--- begin DATA FOR THIS EXERCISE ---

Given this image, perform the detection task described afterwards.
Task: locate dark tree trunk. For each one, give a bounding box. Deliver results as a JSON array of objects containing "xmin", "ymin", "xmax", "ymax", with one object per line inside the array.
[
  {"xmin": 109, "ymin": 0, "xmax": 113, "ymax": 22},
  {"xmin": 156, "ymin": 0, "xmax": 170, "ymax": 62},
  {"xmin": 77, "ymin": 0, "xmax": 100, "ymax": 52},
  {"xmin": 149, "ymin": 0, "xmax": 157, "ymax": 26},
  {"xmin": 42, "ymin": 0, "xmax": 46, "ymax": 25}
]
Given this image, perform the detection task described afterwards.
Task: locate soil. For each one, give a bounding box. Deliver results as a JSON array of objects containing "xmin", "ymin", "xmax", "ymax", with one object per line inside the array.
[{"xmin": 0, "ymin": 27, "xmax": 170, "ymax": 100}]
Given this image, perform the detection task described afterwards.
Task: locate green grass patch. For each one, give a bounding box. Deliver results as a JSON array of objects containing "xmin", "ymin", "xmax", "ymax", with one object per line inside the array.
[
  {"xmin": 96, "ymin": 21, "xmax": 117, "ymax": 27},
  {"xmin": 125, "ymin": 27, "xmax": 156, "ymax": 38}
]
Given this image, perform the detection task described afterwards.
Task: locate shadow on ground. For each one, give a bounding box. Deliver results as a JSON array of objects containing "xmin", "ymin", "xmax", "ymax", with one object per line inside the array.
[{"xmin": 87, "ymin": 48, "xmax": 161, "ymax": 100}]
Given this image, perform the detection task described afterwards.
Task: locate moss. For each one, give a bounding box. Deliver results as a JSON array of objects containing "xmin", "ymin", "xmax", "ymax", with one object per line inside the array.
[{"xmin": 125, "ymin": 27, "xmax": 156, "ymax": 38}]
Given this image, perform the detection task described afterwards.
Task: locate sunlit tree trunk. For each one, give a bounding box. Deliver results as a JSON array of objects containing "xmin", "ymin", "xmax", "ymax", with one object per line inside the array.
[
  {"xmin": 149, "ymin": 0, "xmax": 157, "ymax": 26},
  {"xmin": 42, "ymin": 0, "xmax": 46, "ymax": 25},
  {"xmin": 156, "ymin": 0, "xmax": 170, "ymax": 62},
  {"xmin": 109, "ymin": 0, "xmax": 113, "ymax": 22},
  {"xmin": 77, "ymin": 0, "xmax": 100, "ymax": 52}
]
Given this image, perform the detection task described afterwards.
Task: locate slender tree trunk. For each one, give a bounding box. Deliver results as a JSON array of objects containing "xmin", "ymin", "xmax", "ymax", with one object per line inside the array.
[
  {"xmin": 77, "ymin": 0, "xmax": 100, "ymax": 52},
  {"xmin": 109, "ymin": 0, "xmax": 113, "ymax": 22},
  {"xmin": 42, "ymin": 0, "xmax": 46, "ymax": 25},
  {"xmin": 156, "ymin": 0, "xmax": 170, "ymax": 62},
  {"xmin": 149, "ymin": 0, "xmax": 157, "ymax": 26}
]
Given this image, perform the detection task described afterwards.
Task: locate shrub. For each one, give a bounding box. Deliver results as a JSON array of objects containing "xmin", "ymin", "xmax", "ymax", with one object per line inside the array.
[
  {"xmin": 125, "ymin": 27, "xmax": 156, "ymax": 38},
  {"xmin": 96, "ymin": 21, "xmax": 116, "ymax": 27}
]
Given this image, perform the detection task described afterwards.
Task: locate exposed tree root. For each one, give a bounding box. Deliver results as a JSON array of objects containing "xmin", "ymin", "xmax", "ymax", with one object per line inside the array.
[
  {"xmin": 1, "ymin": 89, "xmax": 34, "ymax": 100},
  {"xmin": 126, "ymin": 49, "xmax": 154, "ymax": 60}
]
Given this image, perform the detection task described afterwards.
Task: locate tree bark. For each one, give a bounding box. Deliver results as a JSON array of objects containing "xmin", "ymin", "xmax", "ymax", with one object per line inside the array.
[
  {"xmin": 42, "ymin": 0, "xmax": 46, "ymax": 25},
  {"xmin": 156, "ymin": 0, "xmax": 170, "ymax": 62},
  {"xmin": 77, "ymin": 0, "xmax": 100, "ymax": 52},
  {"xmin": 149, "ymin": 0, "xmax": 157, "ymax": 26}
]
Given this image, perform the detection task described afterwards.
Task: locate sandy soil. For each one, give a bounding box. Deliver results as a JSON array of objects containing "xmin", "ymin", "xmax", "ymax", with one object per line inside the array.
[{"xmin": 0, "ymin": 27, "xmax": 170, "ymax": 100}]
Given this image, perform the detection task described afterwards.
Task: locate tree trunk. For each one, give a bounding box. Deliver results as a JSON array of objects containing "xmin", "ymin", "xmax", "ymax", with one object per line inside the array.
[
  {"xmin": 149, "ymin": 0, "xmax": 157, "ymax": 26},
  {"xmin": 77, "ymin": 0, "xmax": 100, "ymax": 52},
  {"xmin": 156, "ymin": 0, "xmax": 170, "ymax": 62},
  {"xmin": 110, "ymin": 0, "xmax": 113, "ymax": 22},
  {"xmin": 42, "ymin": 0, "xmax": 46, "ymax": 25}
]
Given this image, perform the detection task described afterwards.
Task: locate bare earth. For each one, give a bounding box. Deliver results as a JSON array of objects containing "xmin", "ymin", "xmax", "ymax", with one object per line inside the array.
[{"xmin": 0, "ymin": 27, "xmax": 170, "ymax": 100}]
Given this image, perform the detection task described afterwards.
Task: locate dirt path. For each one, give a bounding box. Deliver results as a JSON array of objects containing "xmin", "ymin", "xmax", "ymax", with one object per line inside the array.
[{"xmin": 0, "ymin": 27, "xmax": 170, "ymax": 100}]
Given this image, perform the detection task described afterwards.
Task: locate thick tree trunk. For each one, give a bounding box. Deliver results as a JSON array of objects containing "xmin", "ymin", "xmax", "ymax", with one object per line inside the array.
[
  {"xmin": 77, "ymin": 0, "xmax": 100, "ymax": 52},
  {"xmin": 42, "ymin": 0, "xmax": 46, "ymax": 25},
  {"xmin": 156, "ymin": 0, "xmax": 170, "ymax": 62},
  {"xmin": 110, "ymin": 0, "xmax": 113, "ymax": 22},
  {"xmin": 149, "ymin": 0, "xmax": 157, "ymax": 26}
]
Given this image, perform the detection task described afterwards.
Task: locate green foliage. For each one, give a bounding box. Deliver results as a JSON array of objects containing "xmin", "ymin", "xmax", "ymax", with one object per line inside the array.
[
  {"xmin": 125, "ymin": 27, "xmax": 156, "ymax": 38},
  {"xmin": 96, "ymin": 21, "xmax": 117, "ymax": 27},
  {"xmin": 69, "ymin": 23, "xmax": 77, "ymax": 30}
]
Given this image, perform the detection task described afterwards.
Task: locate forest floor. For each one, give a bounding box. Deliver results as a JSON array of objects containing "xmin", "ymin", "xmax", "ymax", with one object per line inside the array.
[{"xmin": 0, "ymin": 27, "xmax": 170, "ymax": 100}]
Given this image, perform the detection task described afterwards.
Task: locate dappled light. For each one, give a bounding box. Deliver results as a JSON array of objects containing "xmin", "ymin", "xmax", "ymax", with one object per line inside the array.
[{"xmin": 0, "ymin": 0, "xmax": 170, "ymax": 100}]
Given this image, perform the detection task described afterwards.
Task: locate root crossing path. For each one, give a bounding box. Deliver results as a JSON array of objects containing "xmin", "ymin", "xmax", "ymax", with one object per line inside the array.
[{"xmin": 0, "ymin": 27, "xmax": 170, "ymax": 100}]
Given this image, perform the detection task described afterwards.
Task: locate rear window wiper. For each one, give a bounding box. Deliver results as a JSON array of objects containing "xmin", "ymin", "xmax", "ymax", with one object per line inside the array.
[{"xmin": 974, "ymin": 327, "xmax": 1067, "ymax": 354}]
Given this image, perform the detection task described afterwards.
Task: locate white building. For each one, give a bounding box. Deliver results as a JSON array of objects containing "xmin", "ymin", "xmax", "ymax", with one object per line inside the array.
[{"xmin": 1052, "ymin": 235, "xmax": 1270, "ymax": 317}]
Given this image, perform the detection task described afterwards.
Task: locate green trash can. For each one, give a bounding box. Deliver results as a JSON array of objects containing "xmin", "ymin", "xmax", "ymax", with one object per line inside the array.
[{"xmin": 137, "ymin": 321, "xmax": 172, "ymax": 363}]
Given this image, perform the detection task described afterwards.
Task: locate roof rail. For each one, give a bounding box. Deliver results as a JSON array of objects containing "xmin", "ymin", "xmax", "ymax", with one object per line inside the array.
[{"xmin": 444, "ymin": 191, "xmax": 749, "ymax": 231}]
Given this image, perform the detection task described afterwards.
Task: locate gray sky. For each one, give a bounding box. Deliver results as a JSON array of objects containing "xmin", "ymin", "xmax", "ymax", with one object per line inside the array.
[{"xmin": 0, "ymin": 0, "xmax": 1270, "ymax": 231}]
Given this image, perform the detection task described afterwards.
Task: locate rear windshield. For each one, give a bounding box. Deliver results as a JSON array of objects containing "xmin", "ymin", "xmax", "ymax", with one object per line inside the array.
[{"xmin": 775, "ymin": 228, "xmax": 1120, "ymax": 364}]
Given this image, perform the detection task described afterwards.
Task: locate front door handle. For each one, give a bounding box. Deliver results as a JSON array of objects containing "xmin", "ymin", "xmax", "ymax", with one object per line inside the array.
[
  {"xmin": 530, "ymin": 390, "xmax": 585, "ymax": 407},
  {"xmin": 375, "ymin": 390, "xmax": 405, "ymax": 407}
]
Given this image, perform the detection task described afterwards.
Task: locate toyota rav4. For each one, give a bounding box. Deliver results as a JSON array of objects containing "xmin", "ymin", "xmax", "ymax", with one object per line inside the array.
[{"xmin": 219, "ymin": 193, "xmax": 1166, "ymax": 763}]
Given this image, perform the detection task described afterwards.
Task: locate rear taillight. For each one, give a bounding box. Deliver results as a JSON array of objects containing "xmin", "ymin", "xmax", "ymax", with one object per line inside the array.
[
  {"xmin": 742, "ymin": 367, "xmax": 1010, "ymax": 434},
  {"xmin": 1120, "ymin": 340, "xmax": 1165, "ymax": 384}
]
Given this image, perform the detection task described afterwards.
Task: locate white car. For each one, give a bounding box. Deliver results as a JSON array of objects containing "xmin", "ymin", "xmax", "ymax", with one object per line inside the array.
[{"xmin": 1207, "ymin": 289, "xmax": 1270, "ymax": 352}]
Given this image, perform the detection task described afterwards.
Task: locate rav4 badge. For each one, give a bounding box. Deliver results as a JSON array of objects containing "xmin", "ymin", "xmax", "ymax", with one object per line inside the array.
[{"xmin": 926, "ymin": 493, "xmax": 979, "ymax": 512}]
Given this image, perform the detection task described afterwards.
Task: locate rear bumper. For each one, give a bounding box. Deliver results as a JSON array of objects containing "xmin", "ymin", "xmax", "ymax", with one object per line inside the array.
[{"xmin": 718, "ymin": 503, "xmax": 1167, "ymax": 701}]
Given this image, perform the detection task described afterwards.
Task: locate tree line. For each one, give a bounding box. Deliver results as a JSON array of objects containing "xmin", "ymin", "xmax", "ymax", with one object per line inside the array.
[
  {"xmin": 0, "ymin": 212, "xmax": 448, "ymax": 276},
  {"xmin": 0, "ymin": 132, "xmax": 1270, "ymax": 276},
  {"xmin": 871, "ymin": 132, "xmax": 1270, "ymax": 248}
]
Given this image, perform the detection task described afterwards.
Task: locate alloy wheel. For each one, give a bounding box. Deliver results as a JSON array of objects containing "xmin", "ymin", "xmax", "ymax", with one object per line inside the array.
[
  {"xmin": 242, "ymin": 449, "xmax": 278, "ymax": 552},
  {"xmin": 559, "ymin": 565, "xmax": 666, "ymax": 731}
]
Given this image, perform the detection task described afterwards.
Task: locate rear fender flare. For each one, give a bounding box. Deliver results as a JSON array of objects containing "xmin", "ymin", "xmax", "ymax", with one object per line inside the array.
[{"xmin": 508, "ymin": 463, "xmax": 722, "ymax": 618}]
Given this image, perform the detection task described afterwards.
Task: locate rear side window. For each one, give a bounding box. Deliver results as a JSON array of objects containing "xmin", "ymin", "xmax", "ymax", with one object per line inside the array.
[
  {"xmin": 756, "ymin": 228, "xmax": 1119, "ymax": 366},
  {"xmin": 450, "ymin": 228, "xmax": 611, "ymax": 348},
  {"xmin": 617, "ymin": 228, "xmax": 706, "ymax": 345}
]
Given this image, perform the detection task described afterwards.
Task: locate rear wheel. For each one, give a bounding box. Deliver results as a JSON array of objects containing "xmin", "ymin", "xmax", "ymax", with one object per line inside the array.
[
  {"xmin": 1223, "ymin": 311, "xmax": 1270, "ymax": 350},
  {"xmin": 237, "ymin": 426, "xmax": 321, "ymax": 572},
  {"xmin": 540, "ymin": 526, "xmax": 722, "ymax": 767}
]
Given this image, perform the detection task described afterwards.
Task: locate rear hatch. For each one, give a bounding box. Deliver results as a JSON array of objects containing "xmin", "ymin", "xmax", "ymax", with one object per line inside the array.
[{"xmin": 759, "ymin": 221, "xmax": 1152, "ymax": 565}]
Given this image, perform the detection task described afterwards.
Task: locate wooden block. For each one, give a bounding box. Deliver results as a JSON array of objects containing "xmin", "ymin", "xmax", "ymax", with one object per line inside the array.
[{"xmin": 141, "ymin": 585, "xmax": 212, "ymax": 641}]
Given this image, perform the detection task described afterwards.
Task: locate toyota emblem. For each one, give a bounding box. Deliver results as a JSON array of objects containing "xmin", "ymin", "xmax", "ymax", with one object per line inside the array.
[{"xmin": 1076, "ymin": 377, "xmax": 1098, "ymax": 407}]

--- end DATA FOR THIS EXERCISE ---

§ **PROBLEM TO WORK ON**
Gather every line of the listing above that contains the string "window".

§ **SOLUTION TO THE PROBLEM**
Task: locate rear window wiper. For each one, give a bounding box. Deliver results as a JSON array of objects containing "xmin", "ymin", "xmax", "ymax", with one object per line inside the array.
Task: locate rear side window. For each one, give a bounding box. Deliver results as a JSON array of objects containing "xmin", "ymin", "xmax", "ymax", with one object per line inside the array.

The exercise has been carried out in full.